Text segment
The Bruins are second in their division, in spite of their offense.
The Bruins will continue to shake up their lines until they find one that works.Getty Images

In many ways, it is a miracle that the Bruins (16-12-2) are four games over .500 and currently sit tied for second place in the Atlantic Division with Ottawa (16-11-2) at this point in the 2016-17 campaign. Boston has a near fatal flaw — goal scoring — that seems like it will eventually be their undoing unless many players on their team wake up from their season-long slumber. The B’s have scored 71 goals and they have allowed 71 goals, a good summation of their naturally up-and-down nature. In fact, it is more than a little ironic that their biggest win to date — a 2-1 overtime win at Montreal (19-6-4) — was another low-scoring affair.

As previously noted, the Bruins are where they are based mostly on the brilliance of goaltender Tuukka Rask (15-5-0, 1.80 goals against average, .932 save percentage, 3 shutouts) and right wing David Pastrnak (18 goals, 6 assists, plus-15). The defense was expected to be the main issue coming into this particular season but in fact, that has been a strength of the team while it’s offense has mostly disappeared. Of course, it doesn’t help that Boston’s power play has slipped to No. 27 in the league (13.8 percent) after it had been so good for a majority of last season. Head coach Claude Julien made some much-needed changes to his forward lines for the meeting with the Canadiens, putting David Backes on the first line with Patrice Bergeron and Brad Marchand then dropping Pastrnak to the second line with Tim Schaller and David Krejci.

Explore the material
[A] What rank does the Bruins article give for Boston's power play in the league?
[B] Write the next paragraph of the Bruins article, picking up after its final sentence.

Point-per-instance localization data

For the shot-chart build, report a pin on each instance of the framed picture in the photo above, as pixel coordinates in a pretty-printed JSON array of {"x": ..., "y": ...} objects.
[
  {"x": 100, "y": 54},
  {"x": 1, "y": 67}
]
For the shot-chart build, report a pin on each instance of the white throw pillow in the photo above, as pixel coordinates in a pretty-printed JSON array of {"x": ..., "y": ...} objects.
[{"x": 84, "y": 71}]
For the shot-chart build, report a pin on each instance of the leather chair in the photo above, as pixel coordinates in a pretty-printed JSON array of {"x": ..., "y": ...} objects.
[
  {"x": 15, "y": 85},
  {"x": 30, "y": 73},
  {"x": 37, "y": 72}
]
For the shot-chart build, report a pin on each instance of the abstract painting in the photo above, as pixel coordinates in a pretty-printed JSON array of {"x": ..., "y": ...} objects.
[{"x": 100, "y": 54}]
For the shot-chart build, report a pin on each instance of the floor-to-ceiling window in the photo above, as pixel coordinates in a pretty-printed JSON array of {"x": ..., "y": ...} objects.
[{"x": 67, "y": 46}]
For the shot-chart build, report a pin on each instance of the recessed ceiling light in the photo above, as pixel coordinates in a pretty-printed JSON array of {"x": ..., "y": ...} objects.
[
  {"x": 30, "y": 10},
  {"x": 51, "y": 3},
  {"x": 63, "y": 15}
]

Expected responses
[A] No. 27 in the league, at 13.8 percent.

[B]
“We are outchancing teams nearly every game but not outscoring them,” said a frustrated Julien after Saturday’s disappointing 4-1 loss to Toronto (11-11-5) at TD Garden. “Our game hasn’t been that bad but we need more scoring throughout the lineup. Our third line needs more production and we need better presence in front of the net. When you look at the players that we have, things are going to come around.”

That’s true that guys like Krejci (4 goals, 13 assists, minus-6) and Bergeron (4 goals, 4 assists, minus-1) have long and proven track records in the NHL. No doubt that eventually they will start hitting the back of the net more frequently. Marchand (8 goals, 17 assists, plus-8) has been consistent and Backes (7 goals, 6 assists, minus-1) has fit in well with his new team wherever he’s been slotted. Young center Ryan Spooner (4 goals, 7 assists, minus-1) has been dogged by trade rumors and has struggled. That’s why the B’s have to hope that his performance against Montreal (where he had the game-winning goal in OT and an assist) propels him to brighter outings. At this point, it’s all hands on deck when it comes to Boston’s sputtering attack. They are at Pittsburgh (19-7-3) on Wednesday (7:30, NBC Sports) and the Penguins just so happen to be the second-highest scoring team in the league.